Your goal:
Using the material that follows, output exactly the lines from the one containing "for every instance of the sidewalk, set" through the one containing "for every instance of the window, set", with both ends kept.
[Information]
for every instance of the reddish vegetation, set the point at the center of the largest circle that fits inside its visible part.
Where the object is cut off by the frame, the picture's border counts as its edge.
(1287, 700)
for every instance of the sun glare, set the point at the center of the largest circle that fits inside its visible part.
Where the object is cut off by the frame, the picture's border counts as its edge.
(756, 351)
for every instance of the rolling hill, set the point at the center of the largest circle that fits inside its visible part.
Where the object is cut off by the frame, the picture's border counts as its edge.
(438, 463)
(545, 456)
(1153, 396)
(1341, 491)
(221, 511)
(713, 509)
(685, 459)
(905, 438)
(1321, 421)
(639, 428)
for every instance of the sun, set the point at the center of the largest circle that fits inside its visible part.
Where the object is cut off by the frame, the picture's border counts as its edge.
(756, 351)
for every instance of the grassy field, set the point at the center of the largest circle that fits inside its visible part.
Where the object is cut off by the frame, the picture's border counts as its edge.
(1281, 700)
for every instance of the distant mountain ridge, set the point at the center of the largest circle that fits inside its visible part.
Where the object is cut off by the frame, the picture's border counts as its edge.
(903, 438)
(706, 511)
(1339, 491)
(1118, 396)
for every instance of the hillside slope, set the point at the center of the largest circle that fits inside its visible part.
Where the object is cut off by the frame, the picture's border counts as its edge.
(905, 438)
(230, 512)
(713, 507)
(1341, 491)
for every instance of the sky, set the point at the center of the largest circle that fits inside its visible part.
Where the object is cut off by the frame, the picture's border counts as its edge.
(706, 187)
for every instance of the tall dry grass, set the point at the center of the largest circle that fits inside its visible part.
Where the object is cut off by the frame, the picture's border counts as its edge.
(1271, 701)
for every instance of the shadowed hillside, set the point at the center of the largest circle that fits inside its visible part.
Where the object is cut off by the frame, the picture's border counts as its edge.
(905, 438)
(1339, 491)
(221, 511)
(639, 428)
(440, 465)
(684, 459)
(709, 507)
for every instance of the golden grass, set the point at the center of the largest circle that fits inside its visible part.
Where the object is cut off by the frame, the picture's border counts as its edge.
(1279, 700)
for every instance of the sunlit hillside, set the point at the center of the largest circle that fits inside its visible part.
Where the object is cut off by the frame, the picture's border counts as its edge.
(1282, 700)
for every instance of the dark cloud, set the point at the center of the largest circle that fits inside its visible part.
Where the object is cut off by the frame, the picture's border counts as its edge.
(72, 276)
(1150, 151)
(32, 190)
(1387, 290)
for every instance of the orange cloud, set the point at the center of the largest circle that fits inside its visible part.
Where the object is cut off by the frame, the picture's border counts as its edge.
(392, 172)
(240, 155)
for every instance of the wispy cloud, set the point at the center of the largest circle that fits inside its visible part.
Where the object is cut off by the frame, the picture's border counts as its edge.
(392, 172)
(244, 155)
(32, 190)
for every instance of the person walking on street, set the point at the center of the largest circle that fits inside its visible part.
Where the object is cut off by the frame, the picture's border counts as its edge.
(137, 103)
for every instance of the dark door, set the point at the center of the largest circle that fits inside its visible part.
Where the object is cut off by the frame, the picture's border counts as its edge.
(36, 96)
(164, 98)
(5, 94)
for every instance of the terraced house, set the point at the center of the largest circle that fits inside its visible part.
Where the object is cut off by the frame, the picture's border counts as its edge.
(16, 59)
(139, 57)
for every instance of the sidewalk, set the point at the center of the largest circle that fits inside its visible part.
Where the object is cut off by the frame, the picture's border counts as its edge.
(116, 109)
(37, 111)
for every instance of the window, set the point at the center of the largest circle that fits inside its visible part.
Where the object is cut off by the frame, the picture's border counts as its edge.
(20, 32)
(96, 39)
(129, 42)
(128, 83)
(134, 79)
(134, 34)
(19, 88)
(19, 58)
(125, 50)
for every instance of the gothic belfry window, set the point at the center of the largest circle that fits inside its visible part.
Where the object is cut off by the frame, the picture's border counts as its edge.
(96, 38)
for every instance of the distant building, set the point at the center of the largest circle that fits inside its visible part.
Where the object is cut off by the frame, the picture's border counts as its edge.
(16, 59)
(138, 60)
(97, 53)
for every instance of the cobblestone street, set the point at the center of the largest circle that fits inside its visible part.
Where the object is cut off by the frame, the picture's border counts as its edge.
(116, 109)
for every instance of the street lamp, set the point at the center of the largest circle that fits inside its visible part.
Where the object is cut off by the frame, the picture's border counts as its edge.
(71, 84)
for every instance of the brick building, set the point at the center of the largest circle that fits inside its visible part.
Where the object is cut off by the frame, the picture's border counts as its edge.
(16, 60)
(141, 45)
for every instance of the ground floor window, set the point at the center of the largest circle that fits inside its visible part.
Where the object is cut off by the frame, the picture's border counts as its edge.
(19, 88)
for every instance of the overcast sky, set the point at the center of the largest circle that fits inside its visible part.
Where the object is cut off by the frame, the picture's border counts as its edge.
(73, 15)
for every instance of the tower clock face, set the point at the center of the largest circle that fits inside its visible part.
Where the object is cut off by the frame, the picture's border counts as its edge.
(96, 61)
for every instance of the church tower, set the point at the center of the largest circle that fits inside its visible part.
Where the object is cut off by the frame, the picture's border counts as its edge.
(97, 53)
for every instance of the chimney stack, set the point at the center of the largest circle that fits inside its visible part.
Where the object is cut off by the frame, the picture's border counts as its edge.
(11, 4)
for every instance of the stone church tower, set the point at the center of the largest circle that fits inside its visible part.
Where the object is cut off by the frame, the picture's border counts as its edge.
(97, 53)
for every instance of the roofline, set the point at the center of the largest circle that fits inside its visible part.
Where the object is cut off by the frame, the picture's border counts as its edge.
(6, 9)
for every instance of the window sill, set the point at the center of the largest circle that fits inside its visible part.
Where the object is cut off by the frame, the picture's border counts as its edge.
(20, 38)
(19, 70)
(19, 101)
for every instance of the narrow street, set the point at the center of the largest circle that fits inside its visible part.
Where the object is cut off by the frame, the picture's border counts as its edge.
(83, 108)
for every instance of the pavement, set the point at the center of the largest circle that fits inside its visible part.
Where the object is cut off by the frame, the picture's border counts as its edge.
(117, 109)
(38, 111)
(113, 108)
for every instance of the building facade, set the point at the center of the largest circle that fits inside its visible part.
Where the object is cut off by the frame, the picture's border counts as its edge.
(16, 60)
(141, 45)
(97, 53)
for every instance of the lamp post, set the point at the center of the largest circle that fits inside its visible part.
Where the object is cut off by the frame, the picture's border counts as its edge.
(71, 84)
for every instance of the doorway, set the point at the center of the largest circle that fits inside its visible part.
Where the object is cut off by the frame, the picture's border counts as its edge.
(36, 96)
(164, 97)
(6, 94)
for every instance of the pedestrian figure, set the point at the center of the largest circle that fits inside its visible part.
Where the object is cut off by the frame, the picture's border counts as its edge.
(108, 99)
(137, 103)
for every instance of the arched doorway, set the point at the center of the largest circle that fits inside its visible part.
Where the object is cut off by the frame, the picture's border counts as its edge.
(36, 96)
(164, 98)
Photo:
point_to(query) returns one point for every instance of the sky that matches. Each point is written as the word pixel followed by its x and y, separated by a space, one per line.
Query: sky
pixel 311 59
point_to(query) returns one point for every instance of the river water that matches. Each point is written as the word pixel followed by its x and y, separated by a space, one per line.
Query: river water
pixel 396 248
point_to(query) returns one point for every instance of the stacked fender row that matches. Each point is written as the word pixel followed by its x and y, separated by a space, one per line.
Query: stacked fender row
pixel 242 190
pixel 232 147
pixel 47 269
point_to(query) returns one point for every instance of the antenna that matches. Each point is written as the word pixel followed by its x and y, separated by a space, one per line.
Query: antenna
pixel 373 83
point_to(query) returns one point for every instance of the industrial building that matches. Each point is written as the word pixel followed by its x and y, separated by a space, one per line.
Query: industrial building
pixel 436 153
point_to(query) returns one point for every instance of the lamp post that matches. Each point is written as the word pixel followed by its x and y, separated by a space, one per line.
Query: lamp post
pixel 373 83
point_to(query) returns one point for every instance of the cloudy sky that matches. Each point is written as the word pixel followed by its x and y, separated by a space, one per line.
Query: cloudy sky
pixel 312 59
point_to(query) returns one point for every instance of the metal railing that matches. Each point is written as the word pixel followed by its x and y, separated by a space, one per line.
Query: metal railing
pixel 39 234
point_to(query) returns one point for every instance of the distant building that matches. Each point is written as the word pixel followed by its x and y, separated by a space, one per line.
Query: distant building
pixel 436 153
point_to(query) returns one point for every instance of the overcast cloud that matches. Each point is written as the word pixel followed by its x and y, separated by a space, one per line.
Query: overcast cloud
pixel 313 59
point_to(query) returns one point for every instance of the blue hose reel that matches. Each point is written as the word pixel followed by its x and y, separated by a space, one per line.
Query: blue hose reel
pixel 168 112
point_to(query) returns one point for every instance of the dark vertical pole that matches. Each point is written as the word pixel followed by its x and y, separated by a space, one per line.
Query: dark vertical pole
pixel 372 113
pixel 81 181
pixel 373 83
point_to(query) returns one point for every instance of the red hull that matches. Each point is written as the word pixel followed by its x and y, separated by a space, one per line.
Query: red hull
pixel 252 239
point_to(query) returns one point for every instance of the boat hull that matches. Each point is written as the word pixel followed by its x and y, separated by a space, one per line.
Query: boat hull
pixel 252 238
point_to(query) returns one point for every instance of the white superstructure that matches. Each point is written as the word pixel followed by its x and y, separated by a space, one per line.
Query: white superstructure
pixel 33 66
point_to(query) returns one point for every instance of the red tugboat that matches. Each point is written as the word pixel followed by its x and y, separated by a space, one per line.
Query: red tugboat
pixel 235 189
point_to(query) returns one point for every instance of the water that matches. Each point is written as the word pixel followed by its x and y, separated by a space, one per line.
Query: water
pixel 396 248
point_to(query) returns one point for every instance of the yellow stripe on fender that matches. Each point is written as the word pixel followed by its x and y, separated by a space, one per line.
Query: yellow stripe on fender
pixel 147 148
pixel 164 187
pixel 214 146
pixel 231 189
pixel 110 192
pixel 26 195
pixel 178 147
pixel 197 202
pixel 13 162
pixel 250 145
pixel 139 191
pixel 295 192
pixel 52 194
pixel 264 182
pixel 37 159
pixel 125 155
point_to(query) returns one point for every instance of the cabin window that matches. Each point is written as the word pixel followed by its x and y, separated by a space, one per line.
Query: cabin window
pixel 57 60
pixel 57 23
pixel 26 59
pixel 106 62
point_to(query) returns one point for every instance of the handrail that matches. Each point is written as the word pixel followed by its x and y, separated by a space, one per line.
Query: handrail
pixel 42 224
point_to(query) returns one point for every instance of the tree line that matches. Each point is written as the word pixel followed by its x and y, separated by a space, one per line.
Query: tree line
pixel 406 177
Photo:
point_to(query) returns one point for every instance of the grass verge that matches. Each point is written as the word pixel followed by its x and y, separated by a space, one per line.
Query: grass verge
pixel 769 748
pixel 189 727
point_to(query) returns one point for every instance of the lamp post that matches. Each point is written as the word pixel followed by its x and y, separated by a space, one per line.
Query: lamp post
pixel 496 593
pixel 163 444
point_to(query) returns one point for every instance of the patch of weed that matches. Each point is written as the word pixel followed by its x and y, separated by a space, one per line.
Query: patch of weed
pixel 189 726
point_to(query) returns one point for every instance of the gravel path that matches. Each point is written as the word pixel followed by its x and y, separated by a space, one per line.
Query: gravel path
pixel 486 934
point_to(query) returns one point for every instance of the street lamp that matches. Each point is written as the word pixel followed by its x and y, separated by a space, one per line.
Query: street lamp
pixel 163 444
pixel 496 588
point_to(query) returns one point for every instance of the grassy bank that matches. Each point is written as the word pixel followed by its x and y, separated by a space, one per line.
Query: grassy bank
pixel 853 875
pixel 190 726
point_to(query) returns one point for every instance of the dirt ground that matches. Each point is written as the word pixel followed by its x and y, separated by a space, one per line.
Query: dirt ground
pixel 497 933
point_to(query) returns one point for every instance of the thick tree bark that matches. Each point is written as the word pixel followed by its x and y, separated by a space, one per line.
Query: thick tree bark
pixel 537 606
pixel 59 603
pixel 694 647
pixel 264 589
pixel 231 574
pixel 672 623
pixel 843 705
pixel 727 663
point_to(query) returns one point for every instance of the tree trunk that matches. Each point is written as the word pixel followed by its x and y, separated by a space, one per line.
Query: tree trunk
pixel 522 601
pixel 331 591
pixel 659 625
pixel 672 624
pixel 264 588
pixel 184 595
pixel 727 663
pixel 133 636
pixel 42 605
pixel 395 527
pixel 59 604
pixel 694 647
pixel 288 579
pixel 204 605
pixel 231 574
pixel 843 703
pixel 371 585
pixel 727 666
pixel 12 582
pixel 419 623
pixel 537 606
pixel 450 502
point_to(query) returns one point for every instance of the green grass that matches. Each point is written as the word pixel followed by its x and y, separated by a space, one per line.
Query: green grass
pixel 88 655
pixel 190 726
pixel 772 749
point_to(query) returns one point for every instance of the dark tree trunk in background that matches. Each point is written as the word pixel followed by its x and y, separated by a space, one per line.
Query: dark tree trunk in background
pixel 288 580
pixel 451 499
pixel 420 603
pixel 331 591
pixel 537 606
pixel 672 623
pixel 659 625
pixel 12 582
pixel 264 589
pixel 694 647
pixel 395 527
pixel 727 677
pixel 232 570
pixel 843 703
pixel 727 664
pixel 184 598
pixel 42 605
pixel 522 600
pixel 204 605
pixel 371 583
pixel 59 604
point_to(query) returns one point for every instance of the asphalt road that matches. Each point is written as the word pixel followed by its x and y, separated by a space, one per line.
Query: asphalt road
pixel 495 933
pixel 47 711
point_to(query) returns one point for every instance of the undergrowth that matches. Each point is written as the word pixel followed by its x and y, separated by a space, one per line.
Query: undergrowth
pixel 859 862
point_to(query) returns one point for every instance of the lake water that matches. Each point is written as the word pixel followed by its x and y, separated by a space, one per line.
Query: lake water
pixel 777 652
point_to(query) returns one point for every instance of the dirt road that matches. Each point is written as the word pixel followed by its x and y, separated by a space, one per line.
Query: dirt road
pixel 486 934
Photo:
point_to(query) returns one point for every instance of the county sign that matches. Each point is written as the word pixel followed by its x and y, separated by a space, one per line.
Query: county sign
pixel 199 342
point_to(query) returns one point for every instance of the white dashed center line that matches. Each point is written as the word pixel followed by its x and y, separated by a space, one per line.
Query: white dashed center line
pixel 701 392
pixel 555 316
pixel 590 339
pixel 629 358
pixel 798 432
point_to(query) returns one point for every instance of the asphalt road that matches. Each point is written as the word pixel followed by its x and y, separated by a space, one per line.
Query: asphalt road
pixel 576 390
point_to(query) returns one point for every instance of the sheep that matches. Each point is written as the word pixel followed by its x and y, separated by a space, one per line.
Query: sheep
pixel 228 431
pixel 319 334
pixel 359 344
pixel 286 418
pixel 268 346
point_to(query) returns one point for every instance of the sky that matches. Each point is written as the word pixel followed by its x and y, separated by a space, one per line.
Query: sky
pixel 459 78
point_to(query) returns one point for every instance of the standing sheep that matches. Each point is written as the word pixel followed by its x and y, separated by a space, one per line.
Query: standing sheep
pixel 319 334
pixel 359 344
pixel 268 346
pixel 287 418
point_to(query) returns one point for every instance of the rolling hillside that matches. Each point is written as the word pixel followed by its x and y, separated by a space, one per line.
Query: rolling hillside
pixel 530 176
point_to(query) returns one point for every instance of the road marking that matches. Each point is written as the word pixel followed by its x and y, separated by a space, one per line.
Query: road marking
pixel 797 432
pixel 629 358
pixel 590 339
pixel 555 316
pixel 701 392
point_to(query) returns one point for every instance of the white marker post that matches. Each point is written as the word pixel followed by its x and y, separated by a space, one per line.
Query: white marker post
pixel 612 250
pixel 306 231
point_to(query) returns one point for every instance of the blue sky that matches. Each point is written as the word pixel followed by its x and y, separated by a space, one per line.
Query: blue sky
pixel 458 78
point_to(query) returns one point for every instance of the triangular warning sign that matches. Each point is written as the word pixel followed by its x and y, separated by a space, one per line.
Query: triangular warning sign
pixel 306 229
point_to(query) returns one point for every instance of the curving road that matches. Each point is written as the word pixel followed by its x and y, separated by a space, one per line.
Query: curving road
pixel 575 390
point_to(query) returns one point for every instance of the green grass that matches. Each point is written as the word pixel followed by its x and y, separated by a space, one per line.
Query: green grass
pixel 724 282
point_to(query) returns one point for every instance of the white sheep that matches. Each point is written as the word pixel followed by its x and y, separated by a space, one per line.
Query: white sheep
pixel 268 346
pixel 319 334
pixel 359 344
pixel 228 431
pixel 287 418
[/Information]
Written solution:
for every instance of the sidewalk, set the point at the center of the largest circle that fits inside its visible part.
Where the object is cut off by the frame, the picture's border counts as its edge.
(116, 109)
(37, 111)
for every instance of the window, set the point at the center of the largest circle that fits inside its visible part.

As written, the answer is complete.